Excerpted text =>
※ ※ ※
I have two questions:

How do I detect the child error in the parent?
How do I kill my child processes after detecting the error (best practice)? I realize that putting "None" to the queue to kill the child is pretty dirty.

I am using python 2.7.

Here are the essential parts of my code:

# Establish communication queues
mongo_input_result_q = multiprocessing.Queue()
mapper_result_q = multiprocessing.Queue()
converter_result_q = multiprocessing.Queue()

[...]

    # create child processes
    # all processes generated here are subclasses of "multiprocessing.Process"

    # create mapper
    mappers = [mongo_relational_mapper.MongoRelationalMapper(mongo_input_result_q, mapper_result_q, columns, 1000)
               for i in range(10)]

    # create datatype converter, converts everything to str
    converters = [datatype_converter.DatatypeConverter(mapper_result_q, converter_result_q, 'str', 1000)
                  for i in range(10)]

    # create mysql writer
    # I create a list of writers. currently only one, 
    # but I have the option to parallellize it further
    writers = [mysql_inserter.MySqlWriter(mysql_host, mysql_user, mysql_passwd, mysql_schema, converter_result_q
               , columns, 'w_'+mysql_table, 1000) for i in range(1)]

    # starting mapper
    for mapper in mappers:
        mapper.start()
    time.sleep(1)

    # starting converter
    for converter in converters:
        converter.start()

    # starting writer
    for writer in writers:
        writer.start()

[... initializing mongo db connection ...]

    # put each dataset read to queue for the mapper
    for row in mongo_collection.find({inc_column: {"$gte": start}}):
        mongo_input_result_q.put(row)
        count += 1
        if count % log_counter == 0:
            print 'Mongo Reader' + " " + str(count)
※ ※ ※
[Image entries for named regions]
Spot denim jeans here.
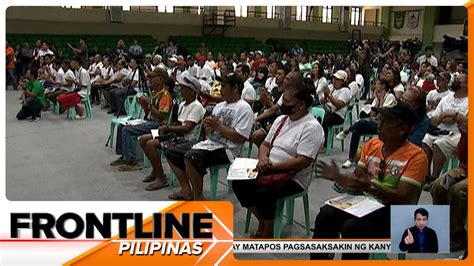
[109,88,137,114]
[116,121,160,161]
[349,118,377,159]
[5,68,18,90]
[16,97,44,120]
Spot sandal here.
[168,191,193,200]
[142,174,156,183]
[110,157,127,166]
[145,181,170,191]
[118,164,142,172]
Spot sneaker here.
[118,164,142,172]
[342,160,354,169]
[423,182,433,191]
[110,157,127,166]
[336,130,347,140]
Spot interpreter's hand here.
[257,157,272,173]
[317,160,341,182]
[375,88,385,101]
[403,229,415,245]
[158,125,168,135]
[203,116,221,130]
[441,112,458,124]
[323,87,331,98]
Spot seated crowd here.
[7,36,468,259]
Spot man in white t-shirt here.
[140,74,205,190]
[426,72,452,118]
[416,46,438,67]
[151,54,167,71]
[235,64,257,106]
[197,55,214,84]
[421,74,468,189]
[265,62,278,93]
[165,73,253,201]
[38,42,54,58]
[87,54,104,82]
[107,58,141,115]
[186,55,199,78]
[320,70,352,147]
[206,52,216,69]
[65,57,91,119]
[45,59,75,109]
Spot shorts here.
[165,141,230,176]
[423,133,461,159]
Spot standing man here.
[5,41,18,90]
[399,208,438,253]
[16,69,45,121]
[416,46,438,67]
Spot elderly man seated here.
[311,102,428,259]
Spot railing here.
[202,9,235,26]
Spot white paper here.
[326,195,385,218]
[193,139,224,151]
[151,129,160,139]
[123,118,145,126]
[227,158,258,180]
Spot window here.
[158,6,174,13]
[351,7,361,26]
[235,6,247,18]
[267,6,276,19]
[323,6,332,23]
[296,6,308,21]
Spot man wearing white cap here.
[140,73,205,190]
[321,70,352,150]
[167,57,178,76]
[151,54,166,71]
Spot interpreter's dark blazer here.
[399,226,438,253]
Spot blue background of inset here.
[390,205,449,253]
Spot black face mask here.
[451,80,461,92]
[280,103,296,115]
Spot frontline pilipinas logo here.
[10,202,233,265]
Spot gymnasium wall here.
[6,7,382,41]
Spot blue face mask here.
[280,103,296,115]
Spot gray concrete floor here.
[6,91,460,259]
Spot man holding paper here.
[232,72,324,238]
[311,102,428,259]
[165,73,253,200]
[110,68,173,172]
[140,74,205,190]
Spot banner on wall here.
[393,11,405,30]
[407,10,420,29]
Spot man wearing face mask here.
[250,68,303,147]
[422,74,468,190]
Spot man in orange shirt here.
[311,102,428,259]
[5,41,18,90]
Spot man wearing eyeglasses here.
[311,102,428,259]
[426,72,451,117]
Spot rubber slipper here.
[168,192,193,200]
[142,174,156,183]
[145,182,170,191]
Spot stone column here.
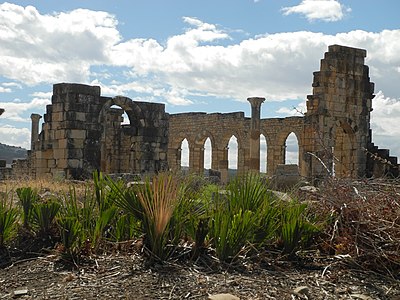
[31,114,42,151]
[247,97,265,172]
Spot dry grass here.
[0,179,93,201]
[314,179,400,277]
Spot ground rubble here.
[0,253,400,300]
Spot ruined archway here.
[260,134,268,173]
[331,122,356,178]
[227,135,239,177]
[98,96,148,173]
[204,137,213,170]
[285,132,299,165]
[179,138,190,171]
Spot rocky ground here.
[0,253,400,300]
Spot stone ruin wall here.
[29,83,168,179]
[168,45,399,181]
[0,45,399,182]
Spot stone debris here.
[208,294,240,300]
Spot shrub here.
[210,174,277,260]
[280,200,319,256]
[0,197,19,248]
[32,200,61,237]
[16,187,39,228]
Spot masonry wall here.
[0,45,399,182]
[31,83,168,179]
[168,45,398,181]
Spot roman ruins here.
[0,45,398,182]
※ ※ ※
Requirements =>
• a. Answer these questions about the Python multiprocessing post:
(i) Which version of Python does the poster say they are using?
(ii) How many converter processes does the code create?
(iii) How many seconds does the code sleep after starting the mappers?
• b. Carry on writing the Python multiprocessing post from the point where it stops.
The entries aren't needed for any of this.

The replies =>
• a.
(i) Python 2.7
(ii) 10
(iii) 1 second

• b.
    print "MongoReader done"

    # Processes are terminated when they read "None" object from queue
    # now that reading is finished, put None for each mapper in the queue so they terminate themselves
    # the same for all followup processes
    for mapper in mappers:
        mongo_input_result_q.put(None)
    for mapper in mappers:
        mapper.join()
    for converter in converters:
        mapper_result_q.put(None)
    for converter in converters:
        converter.join()
    for writer in writers:
        converter_result_q.put(None)
    for writer in writers:
        writer.join()

Philosophical answered 12/11, 2013 at 8:20 Comment(2)

It was suggested that I rewrite my 3 steps to be one single function and submit it to a process pool. But i want these steps split up, they should be interchangeable. In the end I will have several classes that all to one specific task and I can run them as processes with queues between them (as shown above). There could also be a file output instead of the mysql writer or an additional transformation step, where i split or merge columns. Think of them as steps in a Kettle transformation, if you know the tool. – Philosophical 12/11, 2013 at 12:56

I put an answer to your specific questions but at a higher level, are your worker processes really going to be cpu-bound? The stuff you are talking about sounds like it would be I/O bound. If so, I don't think multiprocessing is going to help you. Have you looked at the many alternatives – Riddick 12/11, 2013 at 13:45

I don't know standard practice but what I've found is that to have reliable multiprocessing I design the methods/class/etc. specifically to work with multiprocessing. Otherwise you never really know what's going on on the other side (unless I've missed some mechanism for this).

Specifically what I do is:

Subclass multiprocessing.Process or make functions that specifically support multiprocessing (wrapping functions that you don't have control over if necessary)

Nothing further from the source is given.